SET TASK - Rewrite the material starting with the line that contains "Within the image above, at what position is the stone block" and going on through the line that contains "[0,514,866,1300]", keeping the lines that are not answers unchanged. In the answers, add -50 to every box coordinate.

Box-labeled dataset extracts -
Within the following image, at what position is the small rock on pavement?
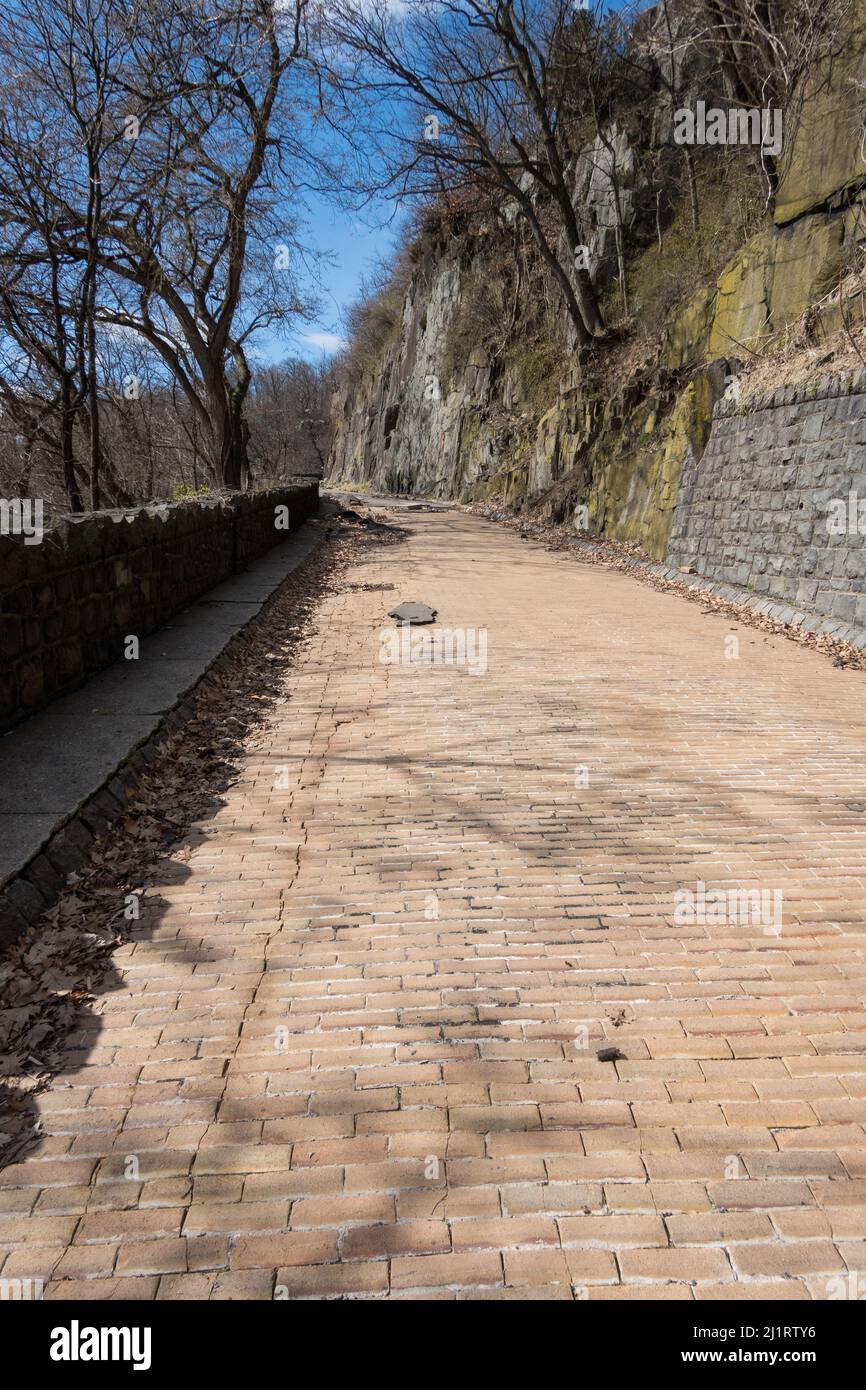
[388,603,436,624]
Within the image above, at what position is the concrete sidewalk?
[0,524,321,947]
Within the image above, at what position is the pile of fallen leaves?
[0,514,402,1163]
[463,503,866,671]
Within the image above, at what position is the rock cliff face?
[329,4,866,560]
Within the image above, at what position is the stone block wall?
[667,371,866,626]
[0,480,318,731]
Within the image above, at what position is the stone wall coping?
[713,367,866,420]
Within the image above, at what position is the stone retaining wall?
[667,371,866,627]
[0,480,318,731]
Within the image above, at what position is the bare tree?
[327,0,614,346]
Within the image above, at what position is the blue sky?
[256,196,399,363]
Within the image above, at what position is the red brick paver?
[0,514,866,1300]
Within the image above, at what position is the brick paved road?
[0,514,866,1298]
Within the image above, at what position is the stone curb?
[0,525,322,954]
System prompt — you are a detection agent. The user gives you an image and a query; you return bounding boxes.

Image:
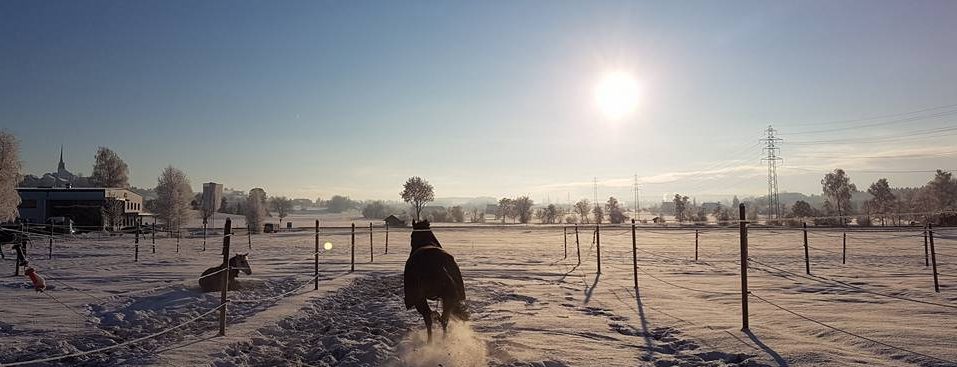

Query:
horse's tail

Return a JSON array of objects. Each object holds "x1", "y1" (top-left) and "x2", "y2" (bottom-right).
[{"x1": 442, "y1": 255, "x2": 469, "y2": 321}]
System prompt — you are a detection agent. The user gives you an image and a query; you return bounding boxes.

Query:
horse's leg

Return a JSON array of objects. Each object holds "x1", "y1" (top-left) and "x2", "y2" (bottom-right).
[
  {"x1": 439, "y1": 298, "x2": 455, "y2": 337},
  {"x1": 415, "y1": 300, "x2": 432, "y2": 343}
]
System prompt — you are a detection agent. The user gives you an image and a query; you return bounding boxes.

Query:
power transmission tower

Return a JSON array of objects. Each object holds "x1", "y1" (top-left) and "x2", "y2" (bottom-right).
[
  {"x1": 635, "y1": 173, "x2": 641, "y2": 220},
  {"x1": 761, "y1": 125, "x2": 783, "y2": 221}
]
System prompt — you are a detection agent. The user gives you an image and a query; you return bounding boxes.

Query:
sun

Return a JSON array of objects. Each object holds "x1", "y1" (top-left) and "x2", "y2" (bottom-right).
[{"x1": 595, "y1": 71, "x2": 641, "y2": 120}]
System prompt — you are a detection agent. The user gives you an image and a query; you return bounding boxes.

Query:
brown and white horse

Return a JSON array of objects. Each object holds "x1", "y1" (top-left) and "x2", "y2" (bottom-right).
[{"x1": 199, "y1": 253, "x2": 253, "y2": 292}]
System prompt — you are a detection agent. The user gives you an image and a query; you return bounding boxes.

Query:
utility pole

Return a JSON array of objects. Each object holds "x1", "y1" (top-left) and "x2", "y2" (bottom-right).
[{"x1": 761, "y1": 125, "x2": 783, "y2": 222}]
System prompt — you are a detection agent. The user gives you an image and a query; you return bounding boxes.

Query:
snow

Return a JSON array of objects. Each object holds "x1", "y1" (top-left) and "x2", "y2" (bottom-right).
[{"x1": 0, "y1": 226, "x2": 957, "y2": 367}]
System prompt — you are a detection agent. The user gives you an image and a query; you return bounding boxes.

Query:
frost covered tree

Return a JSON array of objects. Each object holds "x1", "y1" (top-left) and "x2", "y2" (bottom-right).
[
  {"x1": 605, "y1": 196, "x2": 628, "y2": 224},
  {"x1": 244, "y1": 187, "x2": 269, "y2": 233},
  {"x1": 496, "y1": 198, "x2": 515, "y2": 224},
  {"x1": 0, "y1": 131, "x2": 20, "y2": 223},
  {"x1": 867, "y1": 178, "x2": 897, "y2": 226},
  {"x1": 399, "y1": 176, "x2": 435, "y2": 220},
  {"x1": 270, "y1": 196, "x2": 292, "y2": 227},
  {"x1": 821, "y1": 168, "x2": 857, "y2": 225},
  {"x1": 514, "y1": 196, "x2": 535, "y2": 224},
  {"x1": 90, "y1": 147, "x2": 130, "y2": 188},
  {"x1": 927, "y1": 170, "x2": 957, "y2": 211},
  {"x1": 156, "y1": 166, "x2": 193, "y2": 230}
]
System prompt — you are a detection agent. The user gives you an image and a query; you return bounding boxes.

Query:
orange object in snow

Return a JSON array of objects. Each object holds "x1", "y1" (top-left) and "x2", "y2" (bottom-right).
[{"x1": 23, "y1": 268, "x2": 47, "y2": 292}]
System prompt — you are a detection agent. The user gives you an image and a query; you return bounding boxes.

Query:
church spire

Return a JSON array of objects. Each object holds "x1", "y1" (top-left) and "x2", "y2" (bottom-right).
[{"x1": 56, "y1": 144, "x2": 66, "y2": 172}]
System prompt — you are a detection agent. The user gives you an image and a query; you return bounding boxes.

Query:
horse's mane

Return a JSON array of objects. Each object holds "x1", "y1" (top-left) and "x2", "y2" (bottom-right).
[{"x1": 411, "y1": 220, "x2": 442, "y2": 251}]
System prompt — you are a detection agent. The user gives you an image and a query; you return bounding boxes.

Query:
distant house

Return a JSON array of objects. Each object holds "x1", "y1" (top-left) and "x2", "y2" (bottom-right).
[
  {"x1": 384, "y1": 215, "x2": 405, "y2": 227},
  {"x1": 659, "y1": 201, "x2": 675, "y2": 215},
  {"x1": 485, "y1": 204, "x2": 501, "y2": 218},
  {"x1": 420, "y1": 205, "x2": 449, "y2": 222},
  {"x1": 701, "y1": 202, "x2": 721, "y2": 214},
  {"x1": 17, "y1": 187, "x2": 147, "y2": 229}
]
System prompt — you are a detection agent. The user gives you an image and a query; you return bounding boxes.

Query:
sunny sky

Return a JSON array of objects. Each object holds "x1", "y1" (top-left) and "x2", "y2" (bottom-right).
[{"x1": 0, "y1": 0, "x2": 957, "y2": 202}]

RESPONSE TO THE TASK -
Within the image above, at what position is the stone block wall?
[617,321,816,576]
[-50,430,268,681]
Within the image above, at what position is the stone wall coping?
[663,317,816,370]
Within the image above, at what position is the stone retaining wall?
[617,321,816,577]
[-50,430,268,681]
Within the image above, at what position is the bare tree?
[277,-50,564,296]
Within the image above, at what position is the blue sky?
[206,146,349,313]
Within the image above, at what position is the red brick paver?
[-50,464,816,1250]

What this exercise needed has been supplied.